_GIVEN INFORMATION:_
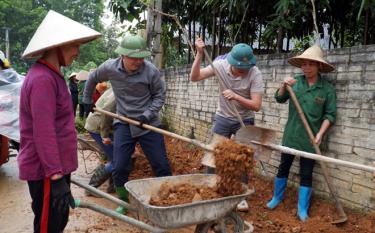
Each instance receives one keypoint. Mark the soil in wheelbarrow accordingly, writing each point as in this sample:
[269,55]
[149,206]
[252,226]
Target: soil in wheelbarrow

_STATED PROBLEM:_ Return the text of the entries above verbatim, line for line, with the images omitted.

_EXERCISE RESPONSE:_
Each instance receives one keypoint. Mark the soil in wheelbarrow accordingly, writing each point as in this sample:
[269,55]
[149,206]
[252,226]
Target: soil in wheelbarrow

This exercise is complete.